(Beginning of Given passage)

WHO urges EU-Big Pharma unity; J&J seeks nod for jab
Johnson & Johnson seeks emergency use OK for its single-shot coronavirus vaccine in the United States
COPENHAGEN: A top World Health Organization (WHO) official appealed on Friday for European nations and Big Pharma to unite in the struggle to accelerate coronavirus inoculations, as Johnson & Johnson applied for emergency authorisation of its single-shot vaccine in the US.
Pressure is growing not only on wealthy nations to speed up their stuttering roll-outs, but also for a more equitable allocation of precious vaccine supplies to poorer countries, in a push to end a pandemic that has claimed close to 2.3 million lives.
Supply shortages and diplomatic bickering have marred the vaccine roll-outs in Europe, where just 2.5% of the population has received a first dose, with the production capacity at pharma plants a source of tension between the firms and the EU bosses. “We need to join up to speed up vaccinations,” WHO Europe director Hans Kluge told AFP. “Otherwise competing pharmaceutical companies (must) join efforts to drastically increase production capacity... that’s what we need.”
The milestone of 100 million administered doses was passed on Tuesday, but 65% of them were in countries the World Bank classifies as high-income.
J&J asked US regulators on Thursday for emergency use okay of its vaccine, which offers logistical advantages compared to the already approved PfizerBioNTech and Moderna shots because it does not require two doses or super-cold storage.
J&J has said it is on track to supply 100 million doses to the US if authorised, a major vaccine supply boost to the hardest-hit nation in the world. But trials have shown the J&J vaccine does not protect as well against a highly transmissible variant first identified in South Africa that is spreading around the world.

(End of Given passage)
(Beginning of Extracted information)

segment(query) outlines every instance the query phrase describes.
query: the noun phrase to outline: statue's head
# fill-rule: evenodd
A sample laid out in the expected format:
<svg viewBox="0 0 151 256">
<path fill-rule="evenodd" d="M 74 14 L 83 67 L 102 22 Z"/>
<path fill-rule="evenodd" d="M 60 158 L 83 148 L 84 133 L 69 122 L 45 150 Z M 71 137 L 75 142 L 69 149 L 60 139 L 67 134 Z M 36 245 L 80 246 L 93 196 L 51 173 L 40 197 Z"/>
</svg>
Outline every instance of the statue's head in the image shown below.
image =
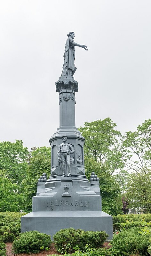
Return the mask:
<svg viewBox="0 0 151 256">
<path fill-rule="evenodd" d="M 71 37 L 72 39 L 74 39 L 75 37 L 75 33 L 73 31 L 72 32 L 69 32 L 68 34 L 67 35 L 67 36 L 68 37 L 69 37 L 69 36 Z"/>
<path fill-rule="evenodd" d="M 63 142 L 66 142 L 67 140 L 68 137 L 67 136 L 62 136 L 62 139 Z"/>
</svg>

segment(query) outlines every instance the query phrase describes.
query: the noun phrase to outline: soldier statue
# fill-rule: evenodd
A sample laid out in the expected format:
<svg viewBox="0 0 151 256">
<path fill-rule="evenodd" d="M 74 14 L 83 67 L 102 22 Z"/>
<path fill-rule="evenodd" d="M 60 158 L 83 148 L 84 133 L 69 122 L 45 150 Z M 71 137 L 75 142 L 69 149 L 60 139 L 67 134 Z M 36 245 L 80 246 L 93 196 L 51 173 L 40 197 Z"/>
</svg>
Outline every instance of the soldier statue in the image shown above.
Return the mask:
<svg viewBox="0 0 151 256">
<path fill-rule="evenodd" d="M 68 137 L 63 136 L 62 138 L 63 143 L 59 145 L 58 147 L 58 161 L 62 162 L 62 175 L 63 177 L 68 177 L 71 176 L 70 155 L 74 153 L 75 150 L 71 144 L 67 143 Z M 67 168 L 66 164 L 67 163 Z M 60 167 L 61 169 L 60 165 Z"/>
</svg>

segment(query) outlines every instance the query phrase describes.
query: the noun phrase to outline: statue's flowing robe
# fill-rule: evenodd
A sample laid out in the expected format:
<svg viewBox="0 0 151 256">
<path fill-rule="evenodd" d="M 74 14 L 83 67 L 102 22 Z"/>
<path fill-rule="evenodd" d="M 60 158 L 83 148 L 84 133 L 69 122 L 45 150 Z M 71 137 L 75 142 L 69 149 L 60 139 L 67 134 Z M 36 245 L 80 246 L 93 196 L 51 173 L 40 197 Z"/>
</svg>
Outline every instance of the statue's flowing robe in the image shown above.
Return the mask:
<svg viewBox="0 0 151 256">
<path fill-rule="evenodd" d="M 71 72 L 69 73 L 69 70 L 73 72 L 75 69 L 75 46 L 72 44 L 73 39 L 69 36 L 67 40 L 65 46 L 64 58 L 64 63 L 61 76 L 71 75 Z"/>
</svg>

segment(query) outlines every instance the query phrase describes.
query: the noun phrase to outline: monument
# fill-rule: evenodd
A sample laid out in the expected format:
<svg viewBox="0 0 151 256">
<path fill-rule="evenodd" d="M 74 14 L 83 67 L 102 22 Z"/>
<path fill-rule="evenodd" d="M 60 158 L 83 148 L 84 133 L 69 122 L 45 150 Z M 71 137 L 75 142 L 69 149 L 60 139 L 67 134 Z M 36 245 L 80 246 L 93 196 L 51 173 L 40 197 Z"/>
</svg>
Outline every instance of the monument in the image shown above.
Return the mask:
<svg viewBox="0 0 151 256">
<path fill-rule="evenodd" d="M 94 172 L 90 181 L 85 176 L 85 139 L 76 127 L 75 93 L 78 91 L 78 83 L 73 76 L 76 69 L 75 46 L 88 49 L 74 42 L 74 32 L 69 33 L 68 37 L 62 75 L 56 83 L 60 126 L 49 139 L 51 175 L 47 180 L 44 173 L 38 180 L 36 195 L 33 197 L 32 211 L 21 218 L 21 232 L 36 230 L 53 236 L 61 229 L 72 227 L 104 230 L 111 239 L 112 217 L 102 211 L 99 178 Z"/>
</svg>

(End of Extracted information)

According to the news report on vaccine roll-outs, what share of the 100 million administered doses went to countries the World Bank classifies as high-income? The records have nothing to do with the text.

65% of them went to high-income countries.